2. Multi-Granularity Contrastive Learning (MGCL):
Beyond global image-text alignment, MVSL introduces patch-level alignment, enforcing correspondence between local visual regions (e.g., lesion sites) and disease-specific text semantics. Both global and local contrastive losses are integrated, and predictions across granularities are dynamically fused through learnable coefficients, enhancing robustness and generalizability in few-shot and zero-shot settings.
3. Disease Semantic Graph (DSG):
MVSL constructs a class-level semantic topology by deriving text embeddings for each disease class from LLM-generated prompts, encoding inter-class semantic proximity via a soft adjacency matrix. DSG regularizes the textual feature space through Laplacian-based distillation, preserving intra-class consistency and inter-class separation. This structural guidance indirectly regularizes visual embeddings via cross-modal alignment.

◆ EXERCISES ◆
1 - Reproduce the MVSL excerpt word for word, starting at "3. Disease Semantic" and ending at "via cross-modal alignment.".
2 - According to the MVSL excerpt, how are predictions across granularities fused?
3 - Extend the MVSL excerpt, picking up after its last sentence.
The rows that come next are separate material and have no connection to the MVSL excerpt.

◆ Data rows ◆
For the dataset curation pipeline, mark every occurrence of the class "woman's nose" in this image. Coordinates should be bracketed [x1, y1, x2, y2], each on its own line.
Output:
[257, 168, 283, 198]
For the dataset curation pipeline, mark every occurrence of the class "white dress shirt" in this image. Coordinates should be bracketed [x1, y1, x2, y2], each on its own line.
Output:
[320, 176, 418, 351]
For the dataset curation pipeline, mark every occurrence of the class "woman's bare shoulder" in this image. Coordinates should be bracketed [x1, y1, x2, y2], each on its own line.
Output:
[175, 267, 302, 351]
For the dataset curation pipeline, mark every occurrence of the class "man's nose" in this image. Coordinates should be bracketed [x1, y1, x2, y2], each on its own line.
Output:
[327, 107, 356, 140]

◆ ANSWERS BY ITEM NUMBER ◆
1 -
3. Disease Semantic Graph (DSG):
MVSL constructs a class-level semantic topology by deriving text embeddings for each disease class from LLM-generated prompts, encoding inter-class semantic proximity via a soft adjacency matrix. DSG regularizes the textual feature space through Laplacian-based distillation, preserving intra-class consistency and inter-class separation. This structural guidance indirectly regularizes visual embeddings via cross-modal alignment.

2 - They are dynamically fused through learnable coefficients.

3 -
Strong Empirical Results
MVSL was validated across 11 public biomedical datasets, spanning 9 modalities and 10 anatomical regions. Key findings include:
- Few-shot classification: MVSL consistently outperformed state-of-the-art baselines (BiomedCoOp, CoOp, ProGrad) in accuracy across all low-shot regimes. Notable improvements over BiomedCoOp, with gains ranging from +1.38% (K=1) to +4.71% (K=16) in average accuracy, demonstrating superior scalability as labeled data increases.
- Base-to-novel generalization: MVSL achieved the highest harmonic mean (HM) accuracy (77.22%), outperforming all compared approaches, reflecting balanced recognition of both seen and unseen classes.
- Ablations: The cross-paradigm tuning (Ptext​+Aimg​) yielded best performance; inserting adapters solely in upper layers maximized gains, while excessive adapter stacking degraded generalization. Integration of MGCL and DSG was mutually essential, together improving both discriminability and structural robustness.
- Qualitative interpretability: Saliency maps indicated MVSL's attention was highly concentrated in clinically relevant regions. t-SNE visualizations showed compact and well-separated clusters, substantiating feature discrimination improvements.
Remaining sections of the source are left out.